• Суть задания:
Ответьте по отрывку ниже:
(а) В каком журнале, в каком номере и в каком году опубликован отрывок?
(б) Где и когда родился Андрей Петрович Рогов?
(в) Какую специальность он получил в ПТУ и в каком городе его окончил?

• Отрывок текста:

________________________

Опубликовано в журнале Волга, номер 7, 2019
Где наша жизнь течет рекой,
Летит стрелой аборигена!
И Бродский падает с колена
Как Пушкин
Или Трубецкой!
Встает и падает мгновенно,
И сердце трогает рукой…
Поэма НЕЯ-НОЯ
Жак Мантэки
Андрей Петрович Рогов родился в Томске 15 февраля 1971 г. в семье геолога. Отец семью вскоре оставил, мать уехала в Новокузнецк к родителям. Бабушка Андрея была из Восточной Украины, а дед – испанцем. Можно только предполагать, как он оказался в Кузбассе. По семейной легенде, он прошел лагеря. Дед уехал в Европу после смерти Франко, а в 1990-е прислал внуку записку: «Мы многим обязаны этой стране, но помни, ты – испанец».
Андрея воспитывали бабка с матерью. У матери получалось хуже, у бабки – лучше, но в целом мальчик остался непокорен. Трудный ребенок не закончил школьный курс, несколько лет обучался в ПТУ на родине, в Москве и Ленинграде, где в конце концов и закончил его по специальности сварщик (1991). До 1993-го Андрей с перерывами работал на Кузнецком металлургическом комбинате, а после до конца своей жизни занимался исключительно художественным творчеством.

________________________

• Записанные сведения:
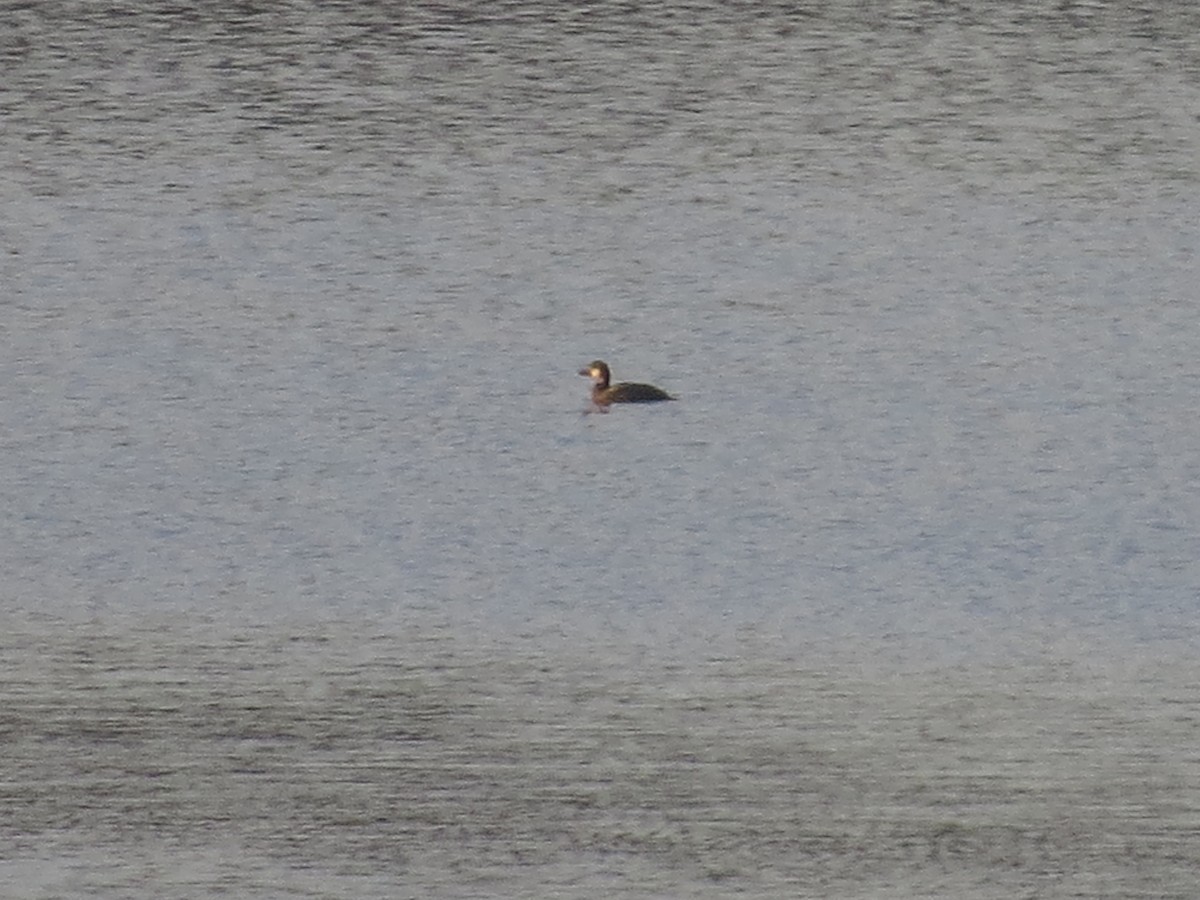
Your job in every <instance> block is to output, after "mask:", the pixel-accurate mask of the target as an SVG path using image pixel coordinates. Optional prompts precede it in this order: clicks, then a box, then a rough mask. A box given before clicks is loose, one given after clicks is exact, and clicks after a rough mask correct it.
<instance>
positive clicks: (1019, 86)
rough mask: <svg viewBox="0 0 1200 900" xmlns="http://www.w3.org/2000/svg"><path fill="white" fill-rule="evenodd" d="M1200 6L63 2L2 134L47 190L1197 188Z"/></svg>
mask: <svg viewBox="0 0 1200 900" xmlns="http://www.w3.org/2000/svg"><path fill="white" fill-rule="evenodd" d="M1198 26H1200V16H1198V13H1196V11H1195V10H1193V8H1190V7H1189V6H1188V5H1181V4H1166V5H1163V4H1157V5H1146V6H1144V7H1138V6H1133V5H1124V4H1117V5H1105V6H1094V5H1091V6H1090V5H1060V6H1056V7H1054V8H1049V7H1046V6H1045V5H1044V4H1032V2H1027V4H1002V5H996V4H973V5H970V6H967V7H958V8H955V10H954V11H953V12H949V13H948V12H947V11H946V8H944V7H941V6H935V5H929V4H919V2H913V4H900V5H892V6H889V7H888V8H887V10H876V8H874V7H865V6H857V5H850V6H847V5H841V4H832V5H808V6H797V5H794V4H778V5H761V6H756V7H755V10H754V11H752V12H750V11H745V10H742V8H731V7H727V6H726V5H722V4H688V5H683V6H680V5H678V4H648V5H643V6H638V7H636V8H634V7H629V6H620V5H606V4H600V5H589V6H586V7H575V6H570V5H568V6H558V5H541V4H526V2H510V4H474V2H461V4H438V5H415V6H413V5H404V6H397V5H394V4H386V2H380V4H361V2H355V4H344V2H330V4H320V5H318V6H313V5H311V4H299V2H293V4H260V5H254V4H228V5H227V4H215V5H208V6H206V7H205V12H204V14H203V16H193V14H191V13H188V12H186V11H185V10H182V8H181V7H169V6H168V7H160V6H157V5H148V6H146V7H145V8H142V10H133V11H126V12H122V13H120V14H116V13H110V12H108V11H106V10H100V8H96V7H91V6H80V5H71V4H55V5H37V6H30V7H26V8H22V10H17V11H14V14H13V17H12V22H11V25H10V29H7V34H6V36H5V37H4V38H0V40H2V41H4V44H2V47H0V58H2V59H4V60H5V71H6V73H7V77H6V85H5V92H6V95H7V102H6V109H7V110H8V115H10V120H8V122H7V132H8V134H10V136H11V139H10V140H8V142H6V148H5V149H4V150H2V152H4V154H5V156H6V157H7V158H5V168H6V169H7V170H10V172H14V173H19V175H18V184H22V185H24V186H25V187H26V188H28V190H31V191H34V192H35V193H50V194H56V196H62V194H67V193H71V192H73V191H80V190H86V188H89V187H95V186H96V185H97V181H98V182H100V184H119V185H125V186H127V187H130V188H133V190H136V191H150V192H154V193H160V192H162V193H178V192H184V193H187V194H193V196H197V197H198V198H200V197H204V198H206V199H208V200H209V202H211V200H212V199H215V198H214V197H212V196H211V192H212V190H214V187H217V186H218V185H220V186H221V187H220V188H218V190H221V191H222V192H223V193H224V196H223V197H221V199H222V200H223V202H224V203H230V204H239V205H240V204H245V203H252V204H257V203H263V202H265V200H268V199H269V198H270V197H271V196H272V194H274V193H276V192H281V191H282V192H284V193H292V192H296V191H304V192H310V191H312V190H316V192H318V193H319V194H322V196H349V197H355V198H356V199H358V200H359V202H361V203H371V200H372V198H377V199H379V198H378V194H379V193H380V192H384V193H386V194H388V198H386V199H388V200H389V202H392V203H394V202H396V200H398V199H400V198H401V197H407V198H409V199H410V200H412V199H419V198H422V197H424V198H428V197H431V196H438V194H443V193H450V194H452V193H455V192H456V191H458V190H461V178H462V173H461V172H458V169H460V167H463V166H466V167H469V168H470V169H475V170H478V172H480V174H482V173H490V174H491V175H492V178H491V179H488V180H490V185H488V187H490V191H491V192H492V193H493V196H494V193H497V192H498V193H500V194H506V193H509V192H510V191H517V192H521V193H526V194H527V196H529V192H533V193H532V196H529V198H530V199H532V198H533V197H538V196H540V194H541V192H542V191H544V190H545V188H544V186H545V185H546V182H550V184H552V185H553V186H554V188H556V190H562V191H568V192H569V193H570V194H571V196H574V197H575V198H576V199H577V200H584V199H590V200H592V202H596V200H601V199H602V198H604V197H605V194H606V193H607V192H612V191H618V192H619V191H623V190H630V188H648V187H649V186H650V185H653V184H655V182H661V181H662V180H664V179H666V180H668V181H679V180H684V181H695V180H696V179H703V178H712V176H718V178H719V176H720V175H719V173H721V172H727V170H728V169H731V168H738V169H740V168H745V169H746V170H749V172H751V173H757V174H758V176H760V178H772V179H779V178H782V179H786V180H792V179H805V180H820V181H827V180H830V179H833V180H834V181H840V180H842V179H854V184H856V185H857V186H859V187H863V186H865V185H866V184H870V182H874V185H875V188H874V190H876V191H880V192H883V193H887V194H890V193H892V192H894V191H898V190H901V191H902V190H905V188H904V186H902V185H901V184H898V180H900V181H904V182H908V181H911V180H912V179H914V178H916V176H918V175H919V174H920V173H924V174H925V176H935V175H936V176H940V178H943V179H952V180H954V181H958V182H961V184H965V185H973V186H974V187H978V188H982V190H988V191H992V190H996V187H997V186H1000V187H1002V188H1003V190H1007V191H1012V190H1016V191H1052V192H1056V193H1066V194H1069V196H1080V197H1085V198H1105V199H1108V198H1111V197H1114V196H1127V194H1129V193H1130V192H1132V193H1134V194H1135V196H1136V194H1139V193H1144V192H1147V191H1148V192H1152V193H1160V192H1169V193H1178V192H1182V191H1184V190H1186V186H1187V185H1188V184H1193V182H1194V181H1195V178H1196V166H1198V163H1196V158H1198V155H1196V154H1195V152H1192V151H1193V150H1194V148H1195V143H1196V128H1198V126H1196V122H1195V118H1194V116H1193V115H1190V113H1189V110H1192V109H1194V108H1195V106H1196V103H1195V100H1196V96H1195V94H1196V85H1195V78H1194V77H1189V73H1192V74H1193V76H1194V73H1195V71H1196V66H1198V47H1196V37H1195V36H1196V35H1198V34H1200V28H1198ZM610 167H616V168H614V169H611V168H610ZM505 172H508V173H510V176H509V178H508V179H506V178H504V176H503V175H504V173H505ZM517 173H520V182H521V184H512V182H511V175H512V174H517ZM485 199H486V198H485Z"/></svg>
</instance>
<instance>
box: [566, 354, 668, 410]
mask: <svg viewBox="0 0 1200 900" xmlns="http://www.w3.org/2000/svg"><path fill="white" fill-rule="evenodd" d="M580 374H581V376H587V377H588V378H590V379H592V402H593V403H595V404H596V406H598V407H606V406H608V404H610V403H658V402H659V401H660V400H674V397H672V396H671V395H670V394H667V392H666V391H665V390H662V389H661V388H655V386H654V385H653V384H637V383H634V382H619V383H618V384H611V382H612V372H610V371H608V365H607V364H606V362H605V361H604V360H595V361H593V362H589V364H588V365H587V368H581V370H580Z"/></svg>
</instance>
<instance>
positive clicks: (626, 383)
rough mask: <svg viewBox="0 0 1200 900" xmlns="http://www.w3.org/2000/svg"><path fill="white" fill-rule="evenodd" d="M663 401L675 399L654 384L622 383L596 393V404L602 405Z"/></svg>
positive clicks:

________________________

• Ожидаемый ответ:
(а) В журнале «Волга», номер 7, 2019 год.
(б) В Томске, 15 февраля 1971 года.
(в) Сварщик; ПТУ он окончил в Ленинграде (1991).